Work request: Go through the records and give the number of lines that include "indicate", with nothing else.

Provided data:
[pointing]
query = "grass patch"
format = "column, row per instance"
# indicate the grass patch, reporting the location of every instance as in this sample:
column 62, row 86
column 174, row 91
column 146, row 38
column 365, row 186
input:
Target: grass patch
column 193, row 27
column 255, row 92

---

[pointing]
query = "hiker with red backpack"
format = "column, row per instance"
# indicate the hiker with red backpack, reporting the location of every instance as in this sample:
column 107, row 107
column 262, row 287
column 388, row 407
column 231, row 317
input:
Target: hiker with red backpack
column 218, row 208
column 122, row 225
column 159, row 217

Completed exercise: 2